(Stored data)
* * * * * * * * *

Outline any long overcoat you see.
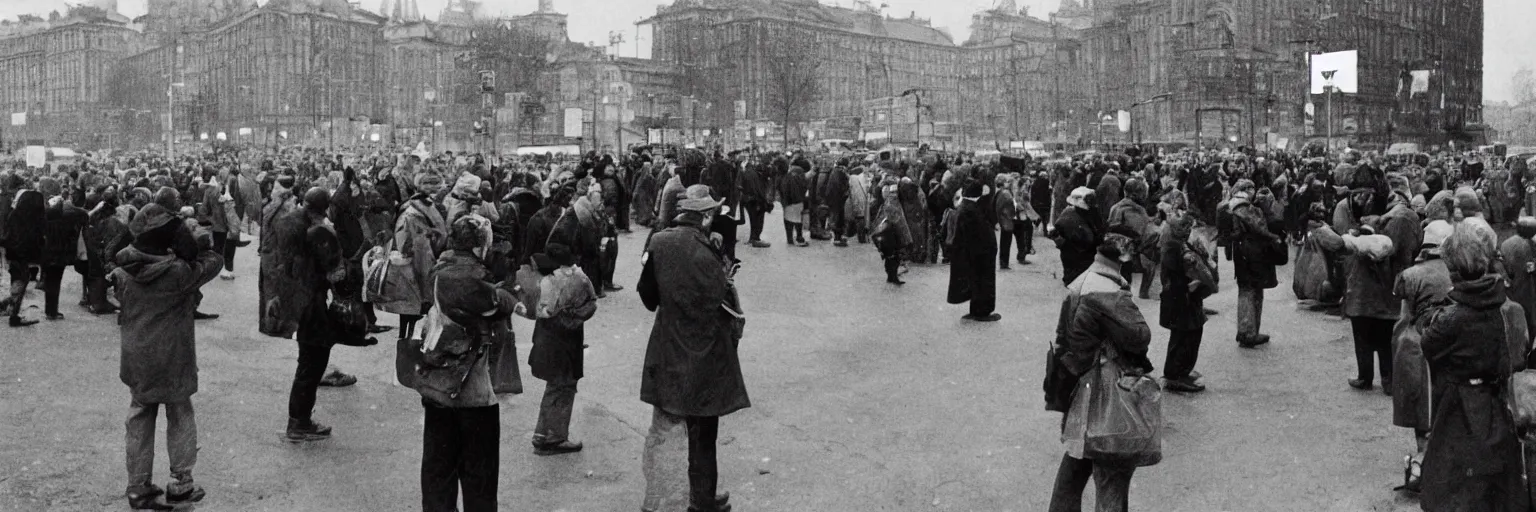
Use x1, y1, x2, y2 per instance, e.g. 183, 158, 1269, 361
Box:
638, 219, 750, 418
116, 244, 223, 403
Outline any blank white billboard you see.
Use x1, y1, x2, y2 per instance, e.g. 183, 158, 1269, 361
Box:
1310, 51, 1359, 94
563, 108, 584, 138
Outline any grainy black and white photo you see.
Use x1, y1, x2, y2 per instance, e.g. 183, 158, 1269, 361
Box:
1, 0, 1534, 510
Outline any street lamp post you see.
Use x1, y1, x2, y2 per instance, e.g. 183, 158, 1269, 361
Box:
167, 82, 184, 160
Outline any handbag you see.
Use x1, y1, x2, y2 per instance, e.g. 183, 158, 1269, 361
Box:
395, 279, 488, 404
328, 295, 372, 347
1061, 344, 1163, 466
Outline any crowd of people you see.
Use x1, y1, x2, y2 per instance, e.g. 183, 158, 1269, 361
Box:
3, 140, 1535, 511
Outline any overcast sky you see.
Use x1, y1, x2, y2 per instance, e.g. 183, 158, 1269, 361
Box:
5, 0, 1532, 102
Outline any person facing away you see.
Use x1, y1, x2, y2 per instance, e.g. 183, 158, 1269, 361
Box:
1047, 233, 1154, 512
115, 203, 223, 510
637, 184, 748, 512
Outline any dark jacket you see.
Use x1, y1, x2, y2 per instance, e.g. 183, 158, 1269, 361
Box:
1049, 260, 1154, 411
740, 165, 769, 212
779, 168, 808, 207
1160, 227, 1215, 331
258, 209, 342, 340
41, 199, 89, 267
822, 167, 850, 208
1053, 206, 1102, 286
946, 198, 997, 305
115, 243, 223, 403
529, 265, 598, 382
426, 250, 518, 408
1229, 200, 1285, 289
1420, 275, 1530, 512
638, 218, 750, 417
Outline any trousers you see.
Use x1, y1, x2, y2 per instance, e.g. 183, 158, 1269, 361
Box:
685, 415, 720, 510
1237, 287, 1264, 341
533, 377, 578, 445
1164, 328, 1203, 381
288, 342, 333, 420
39, 264, 65, 316
1350, 316, 1394, 384
1047, 453, 1136, 512
642, 407, 687, 511
746, 207, 766, 242
421, 401, 499, 512
125, 399, 197, 490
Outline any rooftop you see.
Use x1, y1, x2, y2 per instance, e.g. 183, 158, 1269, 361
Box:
645, 0, 956, 47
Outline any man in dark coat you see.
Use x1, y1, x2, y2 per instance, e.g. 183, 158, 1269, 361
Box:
823, 160, 852, 247
740, 160, 772, 248
947, 182, 1000, 322
1230, 191, 1286, 348
1052, 187, 1105, 286
3, 185, 44, 327
281, 188, 344, 443
637, 184, 748, 512
115, 204, 222, 509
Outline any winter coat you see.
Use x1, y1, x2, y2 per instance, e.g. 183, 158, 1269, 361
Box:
115, 244, 223, 403
740, 166, 770, 213
779, 168, 808, 207
995, 190, 1017, 232
1094, 173, 1122, 222
197, 185, 230, 234
1053, 206, 1103, 286
1050, 260, 1154, 414
1420, 275, 1530, 512
1333, 227, 1401, 320
41, 199, 88, 267
871, 185, 912, 249
1159, 228, 1215, 331
4, 190, 44, 263
1106, 197, 1151, 240
632, 168, 659, 226
946, 199, 996, 306
657, 176, 687, 228
1391, 257, 1451, 430
377, 198, 445, 315
846, 171, 871, 220
529, 266, 598, 382
1030, 175, 1053, 224
638, 218, 751, 418
1229, 200, 1285, 290
425, 250, 518, 408
899, 182, 930, 262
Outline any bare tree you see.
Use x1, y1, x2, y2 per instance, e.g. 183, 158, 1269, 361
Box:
762, 32, 821, 147
1516, 67, 1536, 106
459, 22, 557, 105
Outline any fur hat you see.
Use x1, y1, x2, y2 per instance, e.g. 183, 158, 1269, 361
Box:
1067, 187, 1094, 210
128, 204, 175, 238
452, 173, 482, 198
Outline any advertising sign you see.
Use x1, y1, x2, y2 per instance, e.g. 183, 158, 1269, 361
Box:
10, 112, 25, 126
1310, 51, 1359, 94
563, 108, 584, 138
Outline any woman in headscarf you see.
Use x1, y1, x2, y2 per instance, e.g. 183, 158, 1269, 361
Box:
1389, 220, 1453, 492
1418, 218, 1530, 511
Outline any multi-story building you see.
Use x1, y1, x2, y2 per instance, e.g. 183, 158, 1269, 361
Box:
0, 7, 146, 149
960, 3, 1088, 148
641, 0, 961, 147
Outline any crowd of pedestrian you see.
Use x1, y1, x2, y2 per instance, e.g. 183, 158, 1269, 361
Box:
3, 140, 1535, 511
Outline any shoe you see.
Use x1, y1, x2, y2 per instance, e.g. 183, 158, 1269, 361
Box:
88, 304, 119, 315
367, 324, 394, 334
1189, 370, 1203, 381
604, 284, 625, 292
1138, 292, 1151, 300
597, 291, 608, 299
1348, 379, 1373, 391
534, 440, 584, 456
688, 503, 733, 512
165, 481, 205, 504
1164, 377, 1207, 393
45, 312, 64, 321
834, 239, 848, 247
887, 278, 905, 285
193, 311, 219, 320
126, 484, 172, 510
78, 298, 89, 307
318, 370, 357, 387
284, 418, 333, 442
966, 313, 1002, 322
219, 271, 235, 280
1203, 307, 1218, 316
1398, 455, 1422, 493
999, 264, 1010, 270
750, 240, 771, 248
235, 240, 252, 248
9, 316, 38, 327
716, 492, 730, 507
1237, 334, 1270, 348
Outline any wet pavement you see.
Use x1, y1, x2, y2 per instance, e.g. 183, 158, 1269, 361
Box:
1, 211, 1424, 511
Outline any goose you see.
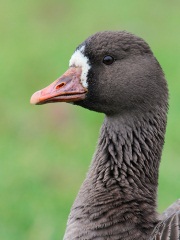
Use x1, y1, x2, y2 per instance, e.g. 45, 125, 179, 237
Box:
30, 31, 180, 240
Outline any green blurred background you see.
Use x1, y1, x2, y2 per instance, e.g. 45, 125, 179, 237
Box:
0, 0, 180, 239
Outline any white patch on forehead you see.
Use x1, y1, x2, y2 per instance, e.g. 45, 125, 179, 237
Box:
69, 45, 91, 88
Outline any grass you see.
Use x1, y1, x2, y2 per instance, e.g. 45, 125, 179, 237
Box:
0, 0, 180, 239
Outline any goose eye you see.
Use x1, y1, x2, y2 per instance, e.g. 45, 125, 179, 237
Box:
103, 55, 115, 65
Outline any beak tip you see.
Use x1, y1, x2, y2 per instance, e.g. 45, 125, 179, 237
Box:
30, 91, 41, 105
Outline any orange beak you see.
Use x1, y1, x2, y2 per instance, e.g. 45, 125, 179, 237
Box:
30, 67, 87, 105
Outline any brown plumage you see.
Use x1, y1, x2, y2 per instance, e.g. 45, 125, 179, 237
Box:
31, 31, 180, 239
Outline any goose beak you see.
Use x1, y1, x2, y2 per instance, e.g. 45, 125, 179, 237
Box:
30, 67, 87, 105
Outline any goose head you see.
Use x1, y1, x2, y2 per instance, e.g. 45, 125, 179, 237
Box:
30, 31, 168, 116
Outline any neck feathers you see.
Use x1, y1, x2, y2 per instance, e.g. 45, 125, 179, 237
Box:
64, 107, 167, 239
95, 109, 167, 190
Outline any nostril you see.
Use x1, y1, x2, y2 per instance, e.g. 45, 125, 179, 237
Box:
56, 82, 65, 90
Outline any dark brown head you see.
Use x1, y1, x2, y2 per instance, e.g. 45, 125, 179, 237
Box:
31, 31, 168, 116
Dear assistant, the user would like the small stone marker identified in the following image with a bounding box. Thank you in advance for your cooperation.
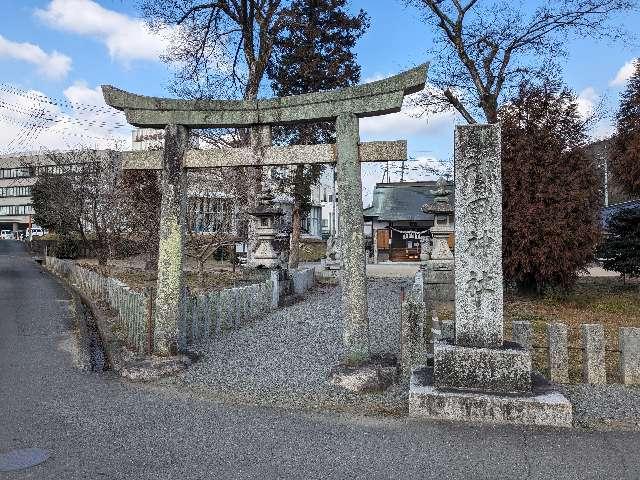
[582,324,606,384]
[512,321,533,350]
[620,327,640,385]
[548,323,569,384]
[400,285,427,379]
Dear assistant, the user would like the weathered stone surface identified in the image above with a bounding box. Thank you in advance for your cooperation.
[620,327,640,385]
[433,340,531,393]
[400,285,428,379]
[582,324,606,384]
[121,141,407,170]
[120,355,191,381]
[423,261,454,284]
[269,270,280,310]
[101,64,428,128]
[454,124,503,349]
[512,321,533,351]
[548,323,569,384]
[336,113,369,364]
[154,124,188,355]
[409,367,572,427]
[440,320,455,340]
[328,355,397,393]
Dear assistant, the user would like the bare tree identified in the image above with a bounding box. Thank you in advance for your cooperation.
[29,149,126,265]
[140,1,292,259]
[185,169,243,286]
[407,0,636,123]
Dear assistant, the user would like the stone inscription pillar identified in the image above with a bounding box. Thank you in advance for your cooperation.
[154,124,189,355]
[454,124,503,349]
[336,113,370,363]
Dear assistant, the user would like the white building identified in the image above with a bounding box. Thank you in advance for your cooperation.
[0,156,36,235]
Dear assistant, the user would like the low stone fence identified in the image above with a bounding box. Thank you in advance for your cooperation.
[290,267,316,295]
[179,278,275,349]
[45,257,309,355]
[435,319,640,386]
[404,271,640,386]
[45,256,151,353]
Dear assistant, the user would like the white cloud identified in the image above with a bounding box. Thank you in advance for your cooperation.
[0,34,71,80]
[360,99,458,140]
[576,87,599,119]
[35,0,171,63]
[363,73,390,84]
[0,83,131,154]
[610,59,637,87]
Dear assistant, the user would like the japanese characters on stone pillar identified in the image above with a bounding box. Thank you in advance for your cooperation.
[410,124,572,428]
[454,124,504,349]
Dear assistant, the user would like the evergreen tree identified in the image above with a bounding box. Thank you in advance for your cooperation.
[499,81,602,292]
[266,0,368,268]
[598,206,640,277]
[613,59,640,196]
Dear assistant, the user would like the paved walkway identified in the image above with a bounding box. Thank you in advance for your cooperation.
[2,241,640,479]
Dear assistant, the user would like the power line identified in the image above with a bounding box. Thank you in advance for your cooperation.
[0,100,130,130]
[0,84,123,117]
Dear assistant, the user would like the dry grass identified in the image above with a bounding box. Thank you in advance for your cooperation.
[505,277,640,383]
[76,261,268,293]
[433,277,640,384]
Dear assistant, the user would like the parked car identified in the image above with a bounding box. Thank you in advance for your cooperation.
[1,230,13,240]
[27,227,45,238]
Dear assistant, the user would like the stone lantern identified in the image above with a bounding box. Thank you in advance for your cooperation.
[247,188,283,269]
[419,177,455,304]
[421,177,454,260]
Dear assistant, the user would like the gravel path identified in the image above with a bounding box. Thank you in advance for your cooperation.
[562,384,640,430]
[174,278,413,414]
[173,277,640,429]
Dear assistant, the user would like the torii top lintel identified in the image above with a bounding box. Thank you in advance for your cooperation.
[101,63,428,129]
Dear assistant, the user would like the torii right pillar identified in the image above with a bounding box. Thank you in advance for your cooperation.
[409,124,573,427]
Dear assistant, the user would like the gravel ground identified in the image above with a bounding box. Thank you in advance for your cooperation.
[562,384,640,430]
[173,278,413,415]
[173,277,640,429]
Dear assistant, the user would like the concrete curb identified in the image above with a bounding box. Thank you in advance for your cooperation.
[43,262,190,381]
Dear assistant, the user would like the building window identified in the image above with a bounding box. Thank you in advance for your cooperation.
[1,168,31,179]
[0,205,34,215]
[0,186,32,197]
[190,196,234,233]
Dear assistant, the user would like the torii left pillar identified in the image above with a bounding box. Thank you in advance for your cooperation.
[154,124,189,355]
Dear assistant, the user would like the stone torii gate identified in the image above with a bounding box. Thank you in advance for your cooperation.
[102,63,428,361]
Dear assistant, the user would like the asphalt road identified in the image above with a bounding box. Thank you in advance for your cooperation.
[1,241,639,480]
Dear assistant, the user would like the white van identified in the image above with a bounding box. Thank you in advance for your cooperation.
[0,230,13,240]
[27,227,45,238]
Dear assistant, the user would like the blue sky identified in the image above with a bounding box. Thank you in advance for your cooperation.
[0,0,638,199]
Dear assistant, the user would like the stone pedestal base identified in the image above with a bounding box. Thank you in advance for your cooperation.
[422,259,454,303]
[434,340,531,393]
[328,354,397,393]
[409,366,572,427]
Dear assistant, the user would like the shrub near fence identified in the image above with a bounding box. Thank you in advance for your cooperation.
[45,256,151,353]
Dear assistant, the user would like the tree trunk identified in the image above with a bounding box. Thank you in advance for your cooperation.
[289,202,302,269]
[198,258,205,288]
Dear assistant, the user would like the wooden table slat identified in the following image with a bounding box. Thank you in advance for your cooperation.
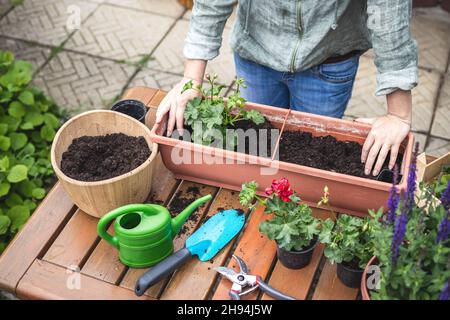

* * * * * * * * *

Every line of the data above that includes "dark" should be listed.

Outline any dark jacket you see.
Outline any man in dark coat you see.
Outline any dark brown head you see.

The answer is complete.